KUTIPAN DOKUMEN:
Tradisi Haji (Perspektif, Jawa Pos Radar Jember, 26 Agustus 2015, Hlm. 1)






Oleh: Khairunnisa Musari*

“Saya hanya tukang pijat bayi. Untuk bisa mendaftar haji, saya dan suami harus menabung bertahun-tahun. Ketika mendaftar, saat itu saya bersama suami. Tapi sekarang, ketika hendak berangkat... saya sendirian....”.

Itulah sedikit cerita dari seorang Ibu dalam pertemuan Bimbingan Manasik Haji Tingkat Kecamatan di Kelurahan Tompokersan, Lumajang, beberapa pekan lalu. Suasana haru kemudian menyelimuti. Bercampur isak, si Ibu menyampaikan bahwa ruhiyahnya sudah melalui berbagai ujian kehidupan yang menempanya untuk senantiasa bersabar.
Ya, Kementerian Agama (Kemenag) Kabupaten Lumajang selama dua pekan berturut-turut di awal Agustus menyelenggarakan Bimbingan Manasik Haji, baik di Tingkat Kabupaten maupun Tingkat Kecamatan. Bimbingan Manasik Haji mengemban misi agar calon jamaah benar-benar memahami proses yang akan dilalui sejak pemberangkatan hingga proses kepulangan sampai di rumah.

TUGAS ANDA:
Mohon sebutkan pihak yang menyelenggarakan Bimbingan Manasik Haji selama dua pekan berturut-turut di awal Agustus menurut kutipan dokumen. Jawablah hanya berdasarkan kutipan dokumen di atas.

Entri penunjuk objek berlabel
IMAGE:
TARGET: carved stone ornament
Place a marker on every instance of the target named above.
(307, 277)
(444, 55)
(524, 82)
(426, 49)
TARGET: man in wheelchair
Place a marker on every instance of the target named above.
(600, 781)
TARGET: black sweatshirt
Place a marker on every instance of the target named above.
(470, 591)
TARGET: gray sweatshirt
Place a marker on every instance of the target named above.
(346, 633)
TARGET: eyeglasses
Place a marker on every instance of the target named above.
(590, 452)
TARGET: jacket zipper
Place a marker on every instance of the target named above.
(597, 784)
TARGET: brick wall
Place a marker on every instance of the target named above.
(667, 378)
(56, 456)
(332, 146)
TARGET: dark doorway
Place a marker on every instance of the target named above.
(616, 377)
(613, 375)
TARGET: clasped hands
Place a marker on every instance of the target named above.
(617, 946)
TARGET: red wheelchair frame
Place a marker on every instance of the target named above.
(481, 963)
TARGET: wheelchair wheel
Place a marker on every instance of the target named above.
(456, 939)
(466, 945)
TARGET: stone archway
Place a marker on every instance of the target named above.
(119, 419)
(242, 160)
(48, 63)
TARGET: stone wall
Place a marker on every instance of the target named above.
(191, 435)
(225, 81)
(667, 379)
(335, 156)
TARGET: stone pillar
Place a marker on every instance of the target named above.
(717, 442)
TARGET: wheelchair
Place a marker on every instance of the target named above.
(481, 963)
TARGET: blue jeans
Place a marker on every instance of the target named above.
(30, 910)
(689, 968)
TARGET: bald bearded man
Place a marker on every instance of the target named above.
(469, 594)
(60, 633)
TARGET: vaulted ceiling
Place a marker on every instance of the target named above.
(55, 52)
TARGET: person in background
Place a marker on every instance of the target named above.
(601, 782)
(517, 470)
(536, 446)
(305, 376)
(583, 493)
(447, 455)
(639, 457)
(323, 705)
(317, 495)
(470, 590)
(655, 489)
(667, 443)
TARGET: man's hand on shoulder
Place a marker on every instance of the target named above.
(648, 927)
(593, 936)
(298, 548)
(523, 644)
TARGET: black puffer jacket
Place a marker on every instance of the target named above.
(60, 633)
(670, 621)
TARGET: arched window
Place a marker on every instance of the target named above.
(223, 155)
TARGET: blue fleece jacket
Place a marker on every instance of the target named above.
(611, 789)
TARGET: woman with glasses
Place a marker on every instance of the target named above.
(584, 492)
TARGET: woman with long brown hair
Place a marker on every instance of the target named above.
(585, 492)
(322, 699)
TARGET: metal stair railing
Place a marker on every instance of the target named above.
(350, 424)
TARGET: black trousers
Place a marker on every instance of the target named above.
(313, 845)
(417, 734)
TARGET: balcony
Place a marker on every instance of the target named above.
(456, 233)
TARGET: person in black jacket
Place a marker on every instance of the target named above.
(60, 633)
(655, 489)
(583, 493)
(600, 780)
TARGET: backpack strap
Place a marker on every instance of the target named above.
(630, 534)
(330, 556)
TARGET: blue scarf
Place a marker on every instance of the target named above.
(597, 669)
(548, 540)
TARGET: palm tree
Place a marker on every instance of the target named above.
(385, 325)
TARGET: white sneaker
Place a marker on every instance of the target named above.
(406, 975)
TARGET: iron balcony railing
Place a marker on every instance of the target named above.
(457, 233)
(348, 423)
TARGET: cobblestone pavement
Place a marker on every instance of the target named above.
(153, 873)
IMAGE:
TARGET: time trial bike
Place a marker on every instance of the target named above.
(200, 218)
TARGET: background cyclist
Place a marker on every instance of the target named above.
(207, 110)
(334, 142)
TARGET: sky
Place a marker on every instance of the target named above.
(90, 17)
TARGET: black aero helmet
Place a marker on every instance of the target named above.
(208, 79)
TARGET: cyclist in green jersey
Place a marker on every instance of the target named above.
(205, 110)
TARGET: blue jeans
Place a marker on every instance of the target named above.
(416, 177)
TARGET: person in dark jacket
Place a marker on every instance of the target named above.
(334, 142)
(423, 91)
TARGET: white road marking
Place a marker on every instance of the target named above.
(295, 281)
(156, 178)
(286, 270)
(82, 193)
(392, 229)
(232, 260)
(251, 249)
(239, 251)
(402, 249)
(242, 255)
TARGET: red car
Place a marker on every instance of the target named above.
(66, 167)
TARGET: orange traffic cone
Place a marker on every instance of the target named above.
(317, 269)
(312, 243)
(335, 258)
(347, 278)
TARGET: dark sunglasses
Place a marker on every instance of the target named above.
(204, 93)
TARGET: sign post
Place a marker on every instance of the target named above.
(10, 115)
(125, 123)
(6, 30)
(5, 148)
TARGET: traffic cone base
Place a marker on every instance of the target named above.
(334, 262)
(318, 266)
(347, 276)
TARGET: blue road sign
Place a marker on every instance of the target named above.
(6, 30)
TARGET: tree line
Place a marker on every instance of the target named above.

HASIL LATIHAN:
Kementerian Agama (Kemenag) Kabupaten Lumajang.